* EXTRACT PROVIDED *
------------------------------------
Source: Neo Kim — systemdesign.one
Real-time leaderboards are used in gaming, trading platforms, fitness apps, and hackathons. They must support millions of concurrent score updates while allowing instant rank queries — a challenging combination for any database.

Key Concepts

Sorted Set (Redis ZSET) — A Redis data structure that stores members with associated scores, automatically sorted. Supports O(log N) insertion/update and O(log N + K) rank queries. The core building block for real-time leaderboards.
Sharding — Distributing the leaderboard across multiple Redis nodes when the dataset exceeds single-node capacity.
Relative Rank — The position of a user among all participants (e.g., #1,423 out of 2M). Computing this exactly at scale requires counting all users with a higher score.

Functional Requirements

  • Update a user's score
  • Get a user's current rank
  • Get the top N users (global leaderboard)
  • Get users near a specific user's rank
  • Support for millions of concurrent users

Architecture

  • Score Update Service — Receives score update events (e.g., game completion). Writes to Redis ZSET and PostgreSQL.
  • Redis ZSET — Stores (userId, score) pairs sorted by score. Used for all rank queries.
  • PostgreSQL — Durable store for score history and user profile data.
  • Leaderboard API — Exposes endpoints for rank queries and top-N lists.
  • Cache Layer — Caches top-100 leaderboard snapshot (refreshed every 60s for global leaderboards).

Core Redis Operations

ZADD leaderboard <score> <userId> # Insert/update score: O(log N) ZRANK leaderboard <userId> # Get rank (0-indexed): O(log N) ZREVRANK leaderboard <userId> # Get rank from top: O(log N) ZREVRANGE leaderboard 0 99 # Top 100 users: O(log N + K) ZRANGEBYSCORE ... # Users in score range: O(log N + K)
------------------------------------
* DATASET ENTRIES *

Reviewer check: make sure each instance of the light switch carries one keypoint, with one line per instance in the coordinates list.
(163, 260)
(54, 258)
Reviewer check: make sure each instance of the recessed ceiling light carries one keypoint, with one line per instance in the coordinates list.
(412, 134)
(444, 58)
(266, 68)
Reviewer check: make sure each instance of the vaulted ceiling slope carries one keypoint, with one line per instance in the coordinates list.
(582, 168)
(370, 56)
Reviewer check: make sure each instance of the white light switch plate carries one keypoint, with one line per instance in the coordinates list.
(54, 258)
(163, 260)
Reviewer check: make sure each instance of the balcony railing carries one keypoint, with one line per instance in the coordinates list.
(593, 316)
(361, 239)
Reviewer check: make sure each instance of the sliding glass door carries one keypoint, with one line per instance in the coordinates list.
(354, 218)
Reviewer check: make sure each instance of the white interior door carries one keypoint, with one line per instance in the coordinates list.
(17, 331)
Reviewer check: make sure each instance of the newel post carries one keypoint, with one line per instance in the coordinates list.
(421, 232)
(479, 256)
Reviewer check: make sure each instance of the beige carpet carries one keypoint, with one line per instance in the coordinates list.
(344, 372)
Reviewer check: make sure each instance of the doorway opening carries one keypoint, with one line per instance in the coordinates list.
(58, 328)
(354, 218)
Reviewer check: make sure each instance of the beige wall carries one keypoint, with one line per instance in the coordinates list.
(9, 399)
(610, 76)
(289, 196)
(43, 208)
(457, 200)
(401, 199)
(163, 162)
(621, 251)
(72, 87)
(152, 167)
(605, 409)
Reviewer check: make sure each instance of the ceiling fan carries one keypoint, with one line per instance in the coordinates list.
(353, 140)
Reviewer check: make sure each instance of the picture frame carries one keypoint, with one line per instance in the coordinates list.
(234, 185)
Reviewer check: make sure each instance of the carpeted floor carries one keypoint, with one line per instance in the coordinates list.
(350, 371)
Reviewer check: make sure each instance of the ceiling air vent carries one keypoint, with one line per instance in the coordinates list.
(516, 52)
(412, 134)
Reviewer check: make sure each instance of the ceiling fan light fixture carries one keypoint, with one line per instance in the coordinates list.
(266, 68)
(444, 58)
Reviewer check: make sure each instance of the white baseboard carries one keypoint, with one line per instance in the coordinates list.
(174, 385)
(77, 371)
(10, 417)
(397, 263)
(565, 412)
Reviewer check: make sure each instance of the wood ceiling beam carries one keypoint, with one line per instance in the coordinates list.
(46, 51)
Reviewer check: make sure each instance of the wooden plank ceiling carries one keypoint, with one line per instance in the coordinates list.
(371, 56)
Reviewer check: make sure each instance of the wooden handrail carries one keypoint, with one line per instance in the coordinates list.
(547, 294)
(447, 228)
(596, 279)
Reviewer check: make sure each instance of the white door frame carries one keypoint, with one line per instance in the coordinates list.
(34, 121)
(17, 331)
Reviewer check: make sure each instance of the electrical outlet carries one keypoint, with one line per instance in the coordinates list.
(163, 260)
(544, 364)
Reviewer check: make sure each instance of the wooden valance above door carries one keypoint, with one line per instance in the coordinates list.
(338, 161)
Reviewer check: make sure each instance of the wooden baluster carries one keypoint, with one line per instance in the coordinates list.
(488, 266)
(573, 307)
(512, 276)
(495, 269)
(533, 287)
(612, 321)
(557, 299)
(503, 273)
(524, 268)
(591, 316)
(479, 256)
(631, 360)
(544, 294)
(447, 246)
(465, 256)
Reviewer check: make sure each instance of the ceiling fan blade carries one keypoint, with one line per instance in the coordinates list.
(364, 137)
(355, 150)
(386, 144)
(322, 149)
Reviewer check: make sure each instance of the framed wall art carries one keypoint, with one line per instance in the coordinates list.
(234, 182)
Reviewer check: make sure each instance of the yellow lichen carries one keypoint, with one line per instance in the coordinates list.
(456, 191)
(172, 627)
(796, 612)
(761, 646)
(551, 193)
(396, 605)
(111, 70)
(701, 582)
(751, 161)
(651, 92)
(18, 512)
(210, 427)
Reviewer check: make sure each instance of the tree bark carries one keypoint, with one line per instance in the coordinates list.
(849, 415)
------------------------------------
* OBJECTIVE A *
Count the lines of the rows that contain the string "switch", treating uppercase and lowercase as distinct, and give only the number.
* OBJECTIVE B *
Resume the text on real-time leaderboard design after its final line.

* RESPONSE A *
2

* RESPONSE B *
Handling Scale

Single Redis node handles up to ~50M users comfortably (sorted set in memory).
Beyond single node — Sharding strategies:
Strategy
Approach
Score range sharding
Each shard owns a score range (e.g., 0–1000, 1001–2000)
Consistent hashing
Users distributed across shards by userId hash
Hierarchical
Local shards feed into a global aggregated leaderboard
Approximate rank for ultra-scale: Skip list or count-min sketch approximation for systems with billions of users where exact rank is unnecessary.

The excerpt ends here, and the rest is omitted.